## begin
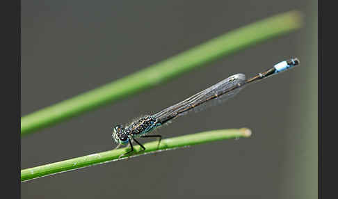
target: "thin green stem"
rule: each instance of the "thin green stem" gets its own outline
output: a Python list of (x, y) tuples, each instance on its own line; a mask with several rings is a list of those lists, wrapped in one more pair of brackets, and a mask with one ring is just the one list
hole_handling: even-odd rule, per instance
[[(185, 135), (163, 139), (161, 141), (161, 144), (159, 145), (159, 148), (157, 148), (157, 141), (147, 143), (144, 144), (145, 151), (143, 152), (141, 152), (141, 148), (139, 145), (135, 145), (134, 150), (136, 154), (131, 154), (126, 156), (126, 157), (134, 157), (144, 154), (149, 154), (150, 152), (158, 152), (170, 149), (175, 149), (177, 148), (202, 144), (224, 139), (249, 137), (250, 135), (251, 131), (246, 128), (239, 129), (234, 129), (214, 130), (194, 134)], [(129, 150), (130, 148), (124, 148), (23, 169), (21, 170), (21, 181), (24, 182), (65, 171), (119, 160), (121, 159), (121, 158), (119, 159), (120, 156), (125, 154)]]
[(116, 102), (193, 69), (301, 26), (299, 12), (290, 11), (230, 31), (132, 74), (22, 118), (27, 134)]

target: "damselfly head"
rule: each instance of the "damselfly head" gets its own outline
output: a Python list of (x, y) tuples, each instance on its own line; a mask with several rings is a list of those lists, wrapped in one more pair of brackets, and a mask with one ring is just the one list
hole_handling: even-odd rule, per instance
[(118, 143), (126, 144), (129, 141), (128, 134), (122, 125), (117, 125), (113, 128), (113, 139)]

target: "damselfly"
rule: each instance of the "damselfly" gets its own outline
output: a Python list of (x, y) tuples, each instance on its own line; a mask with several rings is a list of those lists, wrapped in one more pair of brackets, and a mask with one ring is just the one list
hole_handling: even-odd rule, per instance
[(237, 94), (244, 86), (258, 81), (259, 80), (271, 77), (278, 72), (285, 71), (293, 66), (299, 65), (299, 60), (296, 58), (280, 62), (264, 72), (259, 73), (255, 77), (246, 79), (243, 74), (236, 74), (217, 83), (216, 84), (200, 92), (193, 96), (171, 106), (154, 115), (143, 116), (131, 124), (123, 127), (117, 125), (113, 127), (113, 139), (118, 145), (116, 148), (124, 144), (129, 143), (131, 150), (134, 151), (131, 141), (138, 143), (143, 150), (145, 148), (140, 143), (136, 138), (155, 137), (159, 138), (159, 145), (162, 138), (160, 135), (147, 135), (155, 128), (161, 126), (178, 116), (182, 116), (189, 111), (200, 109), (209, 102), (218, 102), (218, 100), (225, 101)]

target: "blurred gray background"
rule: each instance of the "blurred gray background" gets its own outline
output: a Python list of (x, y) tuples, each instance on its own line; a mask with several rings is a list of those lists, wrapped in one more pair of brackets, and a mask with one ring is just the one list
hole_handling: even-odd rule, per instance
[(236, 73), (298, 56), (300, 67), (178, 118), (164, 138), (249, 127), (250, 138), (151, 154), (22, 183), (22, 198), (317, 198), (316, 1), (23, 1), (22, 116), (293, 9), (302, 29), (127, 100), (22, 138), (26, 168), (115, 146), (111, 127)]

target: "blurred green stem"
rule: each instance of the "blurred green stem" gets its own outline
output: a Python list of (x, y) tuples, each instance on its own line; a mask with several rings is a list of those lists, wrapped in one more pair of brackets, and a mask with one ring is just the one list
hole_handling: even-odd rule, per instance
## end
• Exercise directions
Copy out the lines above, from their start through the line containing "128), (113, 139)]", keeping both ends. Leave out the pictures.

• Written response
target: "thin green stem"
rule: each instance of the "thin green stem" gets its own outline
output: a Python list of (x, y) tuples, each instance on its own line; a mask with several rings is a list of those lists, wrapped in one more pair of brackets, and a mask with one ring is just the one list
hole_handling: even-odd rule, per instance
[[(185, 135), (163, 139), (161, 141), (161, 144), (159, 145), (159, 148), (157, 148), (157, 141), (147, 143), (144, 144), (145, 151), (143, 152), (141, 152), (141, 148), (139, 145), (135, 145), (134, 150), (136, 154), (131, 154), (126, 156), (126, 157), (134, 157), (144, 154), (149, 154), (150, 152), (158, 152), (170, 149), (175, 149), (177, 148), (202, 144), (224, 139), (249, 137), (250, 135), (251, 131), (246, 128), (239, 129), (234, 129), (214, 130), (194, 134)], [(129, 150), (130, 148), (124, 148), (23, 169), (21, 170), (21, 181), (24, 182), (65, 171), (119, 160), (121, 159), (121, 158), (119, 159), (120, 156), (125, 154)]]
[(116, 102), (193, 69), (301, 26), (299, 12), (290, 11), (230, 31), (132, 74), (22, 118), (27, 134)]

target: "damselfly head"
rule: each instance of the "damselfly head" gets its own outline
output: a Python list of (x, y) tuples, each instance on its own line; a mask with several rings is a list of those lists, wrapped in one more pair of brackets, and a mask with one ring is just the one list
hole_handling: even-odd rule, per instance
[(118, 143), (126, 144), (129, 141), (128, 134), (122, 125), (117, 125), (113, 128), (113, 139)]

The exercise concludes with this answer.